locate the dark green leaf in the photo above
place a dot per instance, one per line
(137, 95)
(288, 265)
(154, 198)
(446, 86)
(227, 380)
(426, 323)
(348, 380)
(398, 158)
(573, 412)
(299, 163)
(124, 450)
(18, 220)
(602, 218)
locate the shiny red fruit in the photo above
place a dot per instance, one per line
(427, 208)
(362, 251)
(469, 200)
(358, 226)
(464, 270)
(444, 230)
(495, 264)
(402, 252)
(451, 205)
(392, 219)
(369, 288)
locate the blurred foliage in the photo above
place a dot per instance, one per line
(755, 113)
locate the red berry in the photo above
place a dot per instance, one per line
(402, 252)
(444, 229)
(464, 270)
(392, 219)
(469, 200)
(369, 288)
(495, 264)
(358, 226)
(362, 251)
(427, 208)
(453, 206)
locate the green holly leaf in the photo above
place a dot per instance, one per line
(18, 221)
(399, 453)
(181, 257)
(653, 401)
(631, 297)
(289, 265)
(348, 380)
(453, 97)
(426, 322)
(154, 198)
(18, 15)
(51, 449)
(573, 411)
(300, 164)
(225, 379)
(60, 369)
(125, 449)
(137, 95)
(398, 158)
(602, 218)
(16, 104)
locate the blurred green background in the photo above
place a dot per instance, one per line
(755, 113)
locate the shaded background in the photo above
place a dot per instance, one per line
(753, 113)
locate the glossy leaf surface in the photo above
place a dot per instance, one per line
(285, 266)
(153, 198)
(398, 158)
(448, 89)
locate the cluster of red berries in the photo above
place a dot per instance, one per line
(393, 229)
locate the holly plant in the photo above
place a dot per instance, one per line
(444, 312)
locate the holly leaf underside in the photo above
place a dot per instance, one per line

Work required:
Write out the entries above once more, without altering anything.

Solution:
locate the dark green leaf in the photo above
place a dot per instance, one per line
(137, 95)
(288, 265)
(154, 198)
(446, 86)
(227, 380)
(426, 323)
(348, 380)
(398, 158)
(573, 412)
(299, 163)
(124, 450)
(18, 220)
(602, 218)
locate the shiny red fruit in the photo above
place a dot per instance, one per line
(427, 208)
(362, 251)
(469, 200)
(358, 226)
(464, 270)
(444, 230)
(495, 264)
(402, 252)
(451, 205)
(392, 219)
(369, 288)
locate the blurred foliage in the photo above
place a dot per instance, one per line
(755, 113)
locate the red berry in the photo above
place a dot per instance, one per line
(402, 252)
(444, 229)
(464, 270)
(392, 219)
(469, 200)
(369, 288)
(495, 264)
(358, 226)
(362, 251)
(427, 208)
(453, 206)
locate the green holly leaf in the photo above
place a dot per instance, one per line
(18, 221)
(399, 453)
(181, 257)
(653, 401)
(631, 297)
(289, 265)
(348, 380)
(453, 97)
(426, 322)
(154, 198)
(18, 15)
(51, 449)
(573, 411)
(300, 164)
(225, 379)
(60, 369)
(125, 449)
(137, 95)
(398, 158)
(602, 218)
(16, 104)
locate the blurred green background in the photo above
place a dot per instance, one per line
(755, 113)
locate the shaded background in the photo above
place a dot per instance, one per line
(753, 113)
locate the glossy leaf surface in the photo above
place a dot per instance, one per line
(285, 266)
(153, 198)
(398, 158)
(448, 89)
locate the cluster of red berries in the photo above
place a dot per instance, one per line
(393, 229)
locate the holly plant in the photo above
place a dot per instance, one per line
(444, 312)
locate the holly leaf underside in the photo above
place a dot per instance, one per line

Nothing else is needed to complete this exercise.